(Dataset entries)
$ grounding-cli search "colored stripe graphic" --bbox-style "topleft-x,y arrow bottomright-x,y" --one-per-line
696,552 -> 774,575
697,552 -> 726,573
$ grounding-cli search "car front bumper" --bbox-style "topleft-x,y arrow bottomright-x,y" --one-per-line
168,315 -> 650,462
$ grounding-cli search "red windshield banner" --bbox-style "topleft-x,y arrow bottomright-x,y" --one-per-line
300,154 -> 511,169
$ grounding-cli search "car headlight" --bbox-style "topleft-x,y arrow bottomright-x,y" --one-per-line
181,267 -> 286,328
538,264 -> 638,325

§ Exercise requirements
Reproduce every line of the rows above, including the command lines. Shift each bounding-box coordinate in the output lines up by 3.

§ Exercise result
$ grounding-cli search "colored stripe graphic" --bbox-style "topleft-x,y arrow bottomright-x,y" --one-per-line
699,555 -> 777,578
700,555 -> 729,576
$ grounding-cli search "car front bumper" --bbox-style "topleft-x,y arrow bottomright-x,y" --one-per-line
171,318 -> 653,465
$ grounding-cli search "red windshield banner" --bbox-style "topleft-x,y arrow bottomright-x,y" --one-per-line
303,157 -> 514,172
$ grounding-cli search "car headlight" --bbox-style "topleft-x,y arrow bottomright-x,y" --one-per-line
184,270 -> 289,331
541,267 -> 641,328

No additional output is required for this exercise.